[SELECTED EXCERPT]:
A month after the Menefee beating, Duran stopped Terry Thomas at Casino Magic. Duran broke Thomas’s nose midway through the third, the popping sound being heard by ringsiders. Thomas courageously continued but the fight was stopped in the fourth round.

Next was his most meaningful opponent since Leonard. On June 25, 1994, Duran dropped former champion Vinny Pazienza in the fifth round on his way to a close twelve-round decision loss for something called the IBC super middleweight title. The IBC, or International Boxing Council, was yet another unnecessary “governing body” in a sport already plagued by confusion and politics. But Duran and the colorful Pazienza, known as the “Pazmanian Devil,” were still a draw and over 10,000 spectators packed the MGM Grand Garden in Vegas to see the former champs battle it out at a contracted 165 pounds.

[LISTED RECORDS]:
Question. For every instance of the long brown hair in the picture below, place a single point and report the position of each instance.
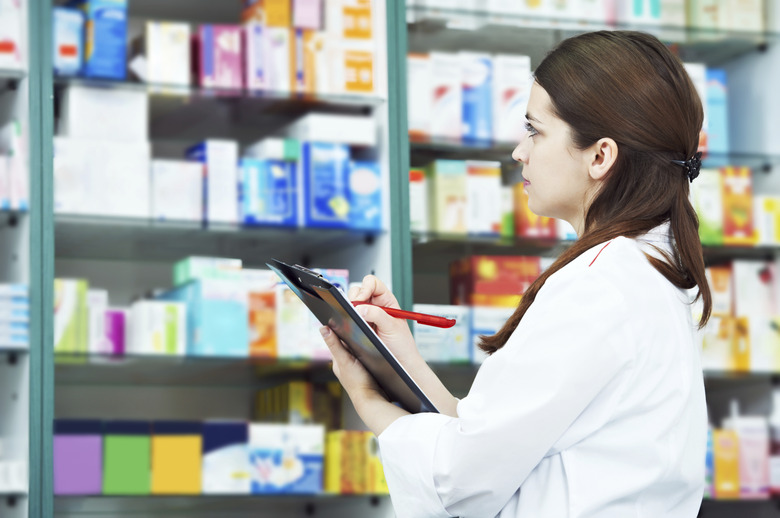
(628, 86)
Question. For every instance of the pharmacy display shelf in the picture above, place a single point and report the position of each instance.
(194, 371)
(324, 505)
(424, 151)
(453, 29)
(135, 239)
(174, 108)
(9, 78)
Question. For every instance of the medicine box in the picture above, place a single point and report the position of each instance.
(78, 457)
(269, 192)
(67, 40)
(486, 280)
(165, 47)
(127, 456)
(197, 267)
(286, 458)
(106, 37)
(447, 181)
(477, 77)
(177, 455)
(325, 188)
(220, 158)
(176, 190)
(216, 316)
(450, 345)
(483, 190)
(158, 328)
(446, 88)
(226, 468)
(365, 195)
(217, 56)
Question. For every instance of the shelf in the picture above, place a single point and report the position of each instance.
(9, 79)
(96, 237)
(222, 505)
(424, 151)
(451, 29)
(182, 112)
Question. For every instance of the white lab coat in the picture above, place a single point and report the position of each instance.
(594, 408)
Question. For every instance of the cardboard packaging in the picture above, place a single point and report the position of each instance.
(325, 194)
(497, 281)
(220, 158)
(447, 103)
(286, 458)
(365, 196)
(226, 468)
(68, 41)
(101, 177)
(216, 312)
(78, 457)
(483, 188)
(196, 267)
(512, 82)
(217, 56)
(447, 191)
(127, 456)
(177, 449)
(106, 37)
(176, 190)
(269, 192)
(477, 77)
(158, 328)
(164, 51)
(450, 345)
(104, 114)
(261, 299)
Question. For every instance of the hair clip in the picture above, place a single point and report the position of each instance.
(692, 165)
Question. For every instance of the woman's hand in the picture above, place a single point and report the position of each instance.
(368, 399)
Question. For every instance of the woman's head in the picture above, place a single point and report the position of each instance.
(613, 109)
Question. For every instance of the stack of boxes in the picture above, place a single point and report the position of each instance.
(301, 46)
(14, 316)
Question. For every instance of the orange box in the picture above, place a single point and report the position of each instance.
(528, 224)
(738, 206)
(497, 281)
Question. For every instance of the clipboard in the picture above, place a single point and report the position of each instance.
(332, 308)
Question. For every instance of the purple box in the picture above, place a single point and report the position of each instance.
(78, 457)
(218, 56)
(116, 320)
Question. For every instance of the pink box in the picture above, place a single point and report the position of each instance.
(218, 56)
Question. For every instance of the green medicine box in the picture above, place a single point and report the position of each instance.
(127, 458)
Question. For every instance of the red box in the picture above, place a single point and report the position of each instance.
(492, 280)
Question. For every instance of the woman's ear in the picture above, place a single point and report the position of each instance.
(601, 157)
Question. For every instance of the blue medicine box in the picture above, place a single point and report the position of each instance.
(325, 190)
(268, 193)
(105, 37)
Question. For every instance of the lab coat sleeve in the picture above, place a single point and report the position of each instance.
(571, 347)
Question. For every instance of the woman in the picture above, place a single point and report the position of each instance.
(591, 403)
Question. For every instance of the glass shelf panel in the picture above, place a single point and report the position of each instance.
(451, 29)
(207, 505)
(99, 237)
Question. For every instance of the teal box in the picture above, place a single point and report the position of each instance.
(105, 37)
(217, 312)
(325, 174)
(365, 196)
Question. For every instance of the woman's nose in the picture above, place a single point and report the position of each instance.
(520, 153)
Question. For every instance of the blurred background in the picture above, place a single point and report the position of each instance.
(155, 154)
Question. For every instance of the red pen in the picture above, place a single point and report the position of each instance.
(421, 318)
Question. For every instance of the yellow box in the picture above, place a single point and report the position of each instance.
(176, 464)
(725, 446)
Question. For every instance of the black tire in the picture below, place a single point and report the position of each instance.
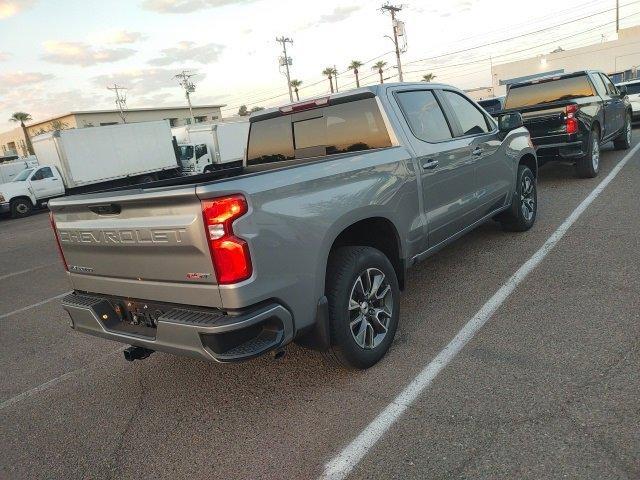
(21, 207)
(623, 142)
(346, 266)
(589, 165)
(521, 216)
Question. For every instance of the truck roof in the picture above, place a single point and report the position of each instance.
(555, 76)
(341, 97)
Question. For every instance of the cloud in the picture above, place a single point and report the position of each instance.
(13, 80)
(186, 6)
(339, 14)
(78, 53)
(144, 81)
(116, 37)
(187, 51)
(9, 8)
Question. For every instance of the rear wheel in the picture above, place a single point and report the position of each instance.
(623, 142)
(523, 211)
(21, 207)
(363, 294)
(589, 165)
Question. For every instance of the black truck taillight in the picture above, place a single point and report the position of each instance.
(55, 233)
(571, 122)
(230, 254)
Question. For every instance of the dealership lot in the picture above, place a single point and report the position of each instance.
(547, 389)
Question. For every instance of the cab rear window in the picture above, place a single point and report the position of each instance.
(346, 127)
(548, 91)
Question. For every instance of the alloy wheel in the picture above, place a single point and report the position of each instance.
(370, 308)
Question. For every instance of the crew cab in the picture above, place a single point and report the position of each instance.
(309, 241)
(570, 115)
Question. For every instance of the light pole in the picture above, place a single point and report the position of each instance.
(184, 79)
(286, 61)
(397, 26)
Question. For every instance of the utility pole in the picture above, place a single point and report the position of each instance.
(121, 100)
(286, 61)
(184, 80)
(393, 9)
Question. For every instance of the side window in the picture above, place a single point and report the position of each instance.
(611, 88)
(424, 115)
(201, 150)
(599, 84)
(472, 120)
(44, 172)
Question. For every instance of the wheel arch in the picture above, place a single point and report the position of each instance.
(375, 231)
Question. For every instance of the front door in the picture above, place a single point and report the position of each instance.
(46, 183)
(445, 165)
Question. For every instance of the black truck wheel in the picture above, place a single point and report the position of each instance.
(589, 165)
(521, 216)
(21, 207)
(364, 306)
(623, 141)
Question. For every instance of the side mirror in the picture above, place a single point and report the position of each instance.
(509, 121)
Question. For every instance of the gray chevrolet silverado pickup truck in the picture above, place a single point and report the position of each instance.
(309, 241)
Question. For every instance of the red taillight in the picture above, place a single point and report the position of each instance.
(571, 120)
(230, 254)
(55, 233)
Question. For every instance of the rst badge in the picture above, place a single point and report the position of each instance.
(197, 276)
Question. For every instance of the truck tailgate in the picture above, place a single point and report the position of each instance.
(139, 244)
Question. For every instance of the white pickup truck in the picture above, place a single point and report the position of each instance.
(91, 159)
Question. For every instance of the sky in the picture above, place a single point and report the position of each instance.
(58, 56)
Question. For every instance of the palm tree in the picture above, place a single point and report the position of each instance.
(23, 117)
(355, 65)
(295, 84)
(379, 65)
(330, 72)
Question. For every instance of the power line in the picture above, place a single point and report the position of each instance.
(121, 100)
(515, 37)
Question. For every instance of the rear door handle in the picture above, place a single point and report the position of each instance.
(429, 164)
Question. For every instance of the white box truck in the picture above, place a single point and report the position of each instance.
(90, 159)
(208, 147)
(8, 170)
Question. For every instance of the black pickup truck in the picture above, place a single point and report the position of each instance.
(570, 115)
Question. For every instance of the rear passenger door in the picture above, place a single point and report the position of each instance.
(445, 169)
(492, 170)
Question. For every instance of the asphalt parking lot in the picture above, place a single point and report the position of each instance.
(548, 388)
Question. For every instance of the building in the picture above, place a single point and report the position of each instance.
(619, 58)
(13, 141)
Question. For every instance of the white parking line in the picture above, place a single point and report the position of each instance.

[PROBLEMS TO SOLVE]:
1) Answer these from the excerpt on Duran's fights:
(a) At what venue did Duran stop Terry Thomas?
(b) In which round did Duran drop Vinny Pazienza?
(c) At what weight was the Pazienza fight contracted?
2) Resume the excerpt on Duran's fights, picking up right after its final sentence.

[ANSWER SET]:
1)
(a) Casino Magic
(b) The fifth round
(c) 165 pounds

2)
Before the fight Duran sneered at Pazienza’s usual outrageous macho act: “He thinks he’s the mother of Tarzan.” And the sight of Pazienza on the canvas in the fifth round from a perfectly executed right-hand counter sent the crowd into a frenzy. The three judges, astonishingly, were much less impressed and all scored the round a 10-10 draw. A clash of heads brought blood flowing and Duran continued to punish Pazienza, opening a cut on his face and denting his pride. He couldn’t keep up the pace, though, and let Pazienza back into the fight. The Pazman won the last five rounds on every scorecard and the unanimous decision. “I outpunched him,” Duran claimed afterwards. “If this kid is so tough, look at his face and look at mine. What did he do? He slapped the whole night. Everybody thought I was old but it was the other guy who fought like an old man. I didn’t lose the fight.”

He set his sights on a rematch with Pazienza, first stopping Heath Todd in what amounted to a tune-up at Casino Magic. But when he met Pazienza again for the same title on January 14, 1995, in the Atlantic City Convention Hall, he was never in it and lost a lopsided decision. On some cards, Pazienza won every round. Duran took his best shots and remained standing but couldn’t shake off the rust of the years.